## [Trecho do documento]
#####
CLÁUSULAS RESTRITIVAS NA SUCESSÃO TESTAMENTÁRIA

Por força de Lei, o direito de propriedade admite determinadas limitações. Exclusivamente no que se refere às limitações impostas pelo interesse privado, tem-se que estas se efetivam por meio das cláusulas restritivas ao direito de propriedade, quais sejam: as cláusulas de inalienabilidade, impenhorabilidade e incomunicabilidade.

Desde logo, esclarece-se que: i) a cláusula de inalienabilidade tem por objetivo vedar a alienação de determinado bem; ii) a cláusula de impenhorabilidade impõe condições para impedir que o bem transferido não deixe de pertencer ao patrimônio da pessoa beneficiada, e, por fim; iii) a cláusula de incomunicabilidade impede que os bens doados, herdados ou legados se comuniquem em razão de casamento.

Passa-se a analisar cada uma delas em maiores detalhes para, ao final, demonstrar o atual entendimento jurisprudencial acerca das cláusulas restritivas na sucessão testamentária.

 

1. CLÁUSULA DE INALIENABILIDADE

1.1 CONCEITO

Conforme mencionado anteriormente, a cláusula de inalienabilidade tem o propósito de vedar a alienação de determinado bem. Neste sentido, não se pode vender, doar, gravar, permutar ou dar em pagamento.

Sobre o tema, Sílvio de Salvo Venosa observa que “os bens inalienáveis são indisponíveis. Não podem ser alienados sob qualquer forma, nem a título gratuito nem a título oneroso[1].

Impende destacar que a cláusula de inalienabilidade acarreta cerceamento ao direito da propriedade, em que há a perda do poder de dispor.

Vale registrar que esta cláusula, quando imposta à imóveis, deve ser averbada no Registro de Imóveis competente, consoante preceituam os artigos 128,167, II-11 e 247, todos da Lei 6.015/63 (Lei de Registros Públicos)[2].

No mais breve resumo: a inalienabilidade cria um ônus real sobre a coisa, paralisando a possibilidade de transferência do bem a qual recai sobre o titular do domínio.

1.2 DEMAIS CARACTERÍSTICAS

A inalienabilidade pode ser temporária ou vitalícia. Se temporária, o beneficiário da liberalidade só poderá dispor do bem, após transcorrido o prazo determinado na cláusula. Se vitalícia, o beneficiário do bem gravado não poderá, em regra, dispor do bem até a sua morte.

Cumpre enfatizar, além disso, que o art. 1.911 do Código Civil dispõe que a cláusula de inalienabilidade, imposta aos bens por ato de liberalidade, implica sua impenhorabilidade e incomunicabilidade. Neste mesmo sentido, está a Súmula 49 do Supremo Tribunal Federal[3].
#####
## [Dados armazenados]
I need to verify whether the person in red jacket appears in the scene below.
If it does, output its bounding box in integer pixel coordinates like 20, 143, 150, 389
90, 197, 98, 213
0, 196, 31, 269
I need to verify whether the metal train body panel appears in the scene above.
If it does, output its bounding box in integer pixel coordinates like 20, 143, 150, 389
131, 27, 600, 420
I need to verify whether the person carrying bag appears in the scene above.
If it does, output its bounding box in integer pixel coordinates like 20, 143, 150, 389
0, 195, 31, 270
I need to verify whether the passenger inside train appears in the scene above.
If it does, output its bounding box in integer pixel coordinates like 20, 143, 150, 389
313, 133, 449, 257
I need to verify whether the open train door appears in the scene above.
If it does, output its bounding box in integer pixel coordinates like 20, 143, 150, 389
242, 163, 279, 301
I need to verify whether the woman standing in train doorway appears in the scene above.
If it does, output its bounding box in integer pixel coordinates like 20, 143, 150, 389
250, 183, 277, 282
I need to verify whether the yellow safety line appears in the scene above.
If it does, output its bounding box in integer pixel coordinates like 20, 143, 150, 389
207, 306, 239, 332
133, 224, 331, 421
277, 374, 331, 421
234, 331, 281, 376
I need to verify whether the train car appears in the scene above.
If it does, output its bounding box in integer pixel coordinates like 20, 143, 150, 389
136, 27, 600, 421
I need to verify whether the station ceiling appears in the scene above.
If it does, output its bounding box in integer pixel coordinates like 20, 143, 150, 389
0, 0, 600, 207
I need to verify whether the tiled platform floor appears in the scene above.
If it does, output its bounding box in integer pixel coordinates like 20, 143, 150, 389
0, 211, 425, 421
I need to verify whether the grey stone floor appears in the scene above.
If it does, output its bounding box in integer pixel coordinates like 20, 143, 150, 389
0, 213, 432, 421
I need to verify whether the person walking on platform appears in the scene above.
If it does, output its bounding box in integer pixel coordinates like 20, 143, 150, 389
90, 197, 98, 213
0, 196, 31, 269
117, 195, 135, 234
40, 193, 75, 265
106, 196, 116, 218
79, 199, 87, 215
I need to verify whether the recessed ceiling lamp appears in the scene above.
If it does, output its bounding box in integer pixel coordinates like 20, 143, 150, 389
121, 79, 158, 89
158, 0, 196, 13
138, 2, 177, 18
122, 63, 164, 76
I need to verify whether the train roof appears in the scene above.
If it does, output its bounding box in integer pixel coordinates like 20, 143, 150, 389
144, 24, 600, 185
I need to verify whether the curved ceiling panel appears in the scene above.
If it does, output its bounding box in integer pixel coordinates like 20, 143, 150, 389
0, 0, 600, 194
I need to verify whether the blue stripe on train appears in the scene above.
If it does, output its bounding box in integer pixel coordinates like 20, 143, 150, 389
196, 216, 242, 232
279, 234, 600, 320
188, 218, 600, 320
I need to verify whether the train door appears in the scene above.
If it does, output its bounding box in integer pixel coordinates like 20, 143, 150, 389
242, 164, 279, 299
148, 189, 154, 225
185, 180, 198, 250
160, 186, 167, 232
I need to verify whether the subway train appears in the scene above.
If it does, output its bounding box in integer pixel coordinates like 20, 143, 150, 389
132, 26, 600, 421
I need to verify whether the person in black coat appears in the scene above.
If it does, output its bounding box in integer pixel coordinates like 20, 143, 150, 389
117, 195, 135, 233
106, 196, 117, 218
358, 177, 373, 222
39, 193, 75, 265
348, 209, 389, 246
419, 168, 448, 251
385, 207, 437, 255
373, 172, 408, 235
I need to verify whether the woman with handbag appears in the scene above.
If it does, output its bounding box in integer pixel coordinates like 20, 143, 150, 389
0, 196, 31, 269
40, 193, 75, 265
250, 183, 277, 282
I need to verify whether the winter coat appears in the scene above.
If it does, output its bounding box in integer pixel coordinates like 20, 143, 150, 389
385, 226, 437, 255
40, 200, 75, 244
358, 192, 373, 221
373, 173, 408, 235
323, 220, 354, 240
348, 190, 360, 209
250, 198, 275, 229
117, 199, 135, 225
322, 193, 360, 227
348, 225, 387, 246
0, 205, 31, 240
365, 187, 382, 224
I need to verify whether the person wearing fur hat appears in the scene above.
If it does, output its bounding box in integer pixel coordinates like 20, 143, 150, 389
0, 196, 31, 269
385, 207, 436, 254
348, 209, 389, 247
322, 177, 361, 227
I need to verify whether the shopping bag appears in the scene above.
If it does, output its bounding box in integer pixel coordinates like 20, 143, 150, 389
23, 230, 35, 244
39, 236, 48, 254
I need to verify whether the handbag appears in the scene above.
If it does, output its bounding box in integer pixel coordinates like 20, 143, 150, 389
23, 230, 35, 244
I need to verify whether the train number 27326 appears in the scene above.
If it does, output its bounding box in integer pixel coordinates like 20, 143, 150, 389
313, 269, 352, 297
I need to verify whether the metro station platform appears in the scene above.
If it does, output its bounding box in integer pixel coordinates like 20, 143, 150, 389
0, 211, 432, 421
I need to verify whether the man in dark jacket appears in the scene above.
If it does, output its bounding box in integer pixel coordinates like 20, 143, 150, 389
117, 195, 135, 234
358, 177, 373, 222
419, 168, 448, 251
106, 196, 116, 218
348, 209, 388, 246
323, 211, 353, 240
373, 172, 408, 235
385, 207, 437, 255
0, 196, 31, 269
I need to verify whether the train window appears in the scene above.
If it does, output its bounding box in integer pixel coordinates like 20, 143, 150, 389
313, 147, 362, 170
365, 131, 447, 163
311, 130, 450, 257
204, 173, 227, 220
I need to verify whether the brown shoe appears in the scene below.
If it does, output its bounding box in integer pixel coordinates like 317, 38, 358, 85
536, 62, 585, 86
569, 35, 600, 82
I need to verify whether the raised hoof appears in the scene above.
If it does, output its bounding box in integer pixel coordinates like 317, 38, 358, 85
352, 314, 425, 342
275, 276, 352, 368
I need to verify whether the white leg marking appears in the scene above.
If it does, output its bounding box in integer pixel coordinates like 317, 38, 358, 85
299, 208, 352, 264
#####
## [Pedido escrito 1]
As afirmações a seguir estão de acordo com o trecho do documento? Responda sim ou não a cada uma e cite as palavras do texto que decidem a resposta. (a) A inalienabilidade pode ser temporária ou vitalícia. (b) A cláusula de incomunicabilidade tem por objetivo vedar a alienação de determinado bem. (c) Quando imposta a imóveis, a cláusula de inalienabilidade deve ser averbada no Registro de Imóveis.
## [Pedido escrito 2]
Quais atos, segundo o trecho do documento, não podem ser praticados com um bem sujeito à cláusula de inalienabilidade? Liste todos.

## [Resultado do exercício 1]
(a) Sim: "A inalienabilidade pode ser temporária ou vitalícia."
(b) Não: "a cláusula de inalienabilidade tem por objetivo vedar a alienação de determinado bem"; já "a cláusula de incomunicabilidade impede que os bens doados, herdados ou legados se comuniquem em razão de casamento."
(c) Sim: "deve ser averbada no Registro de Imóveis competente"

## [Resultado do exercício 2]
- vender
- doar
- gravar
- permutar
- dar em pagamento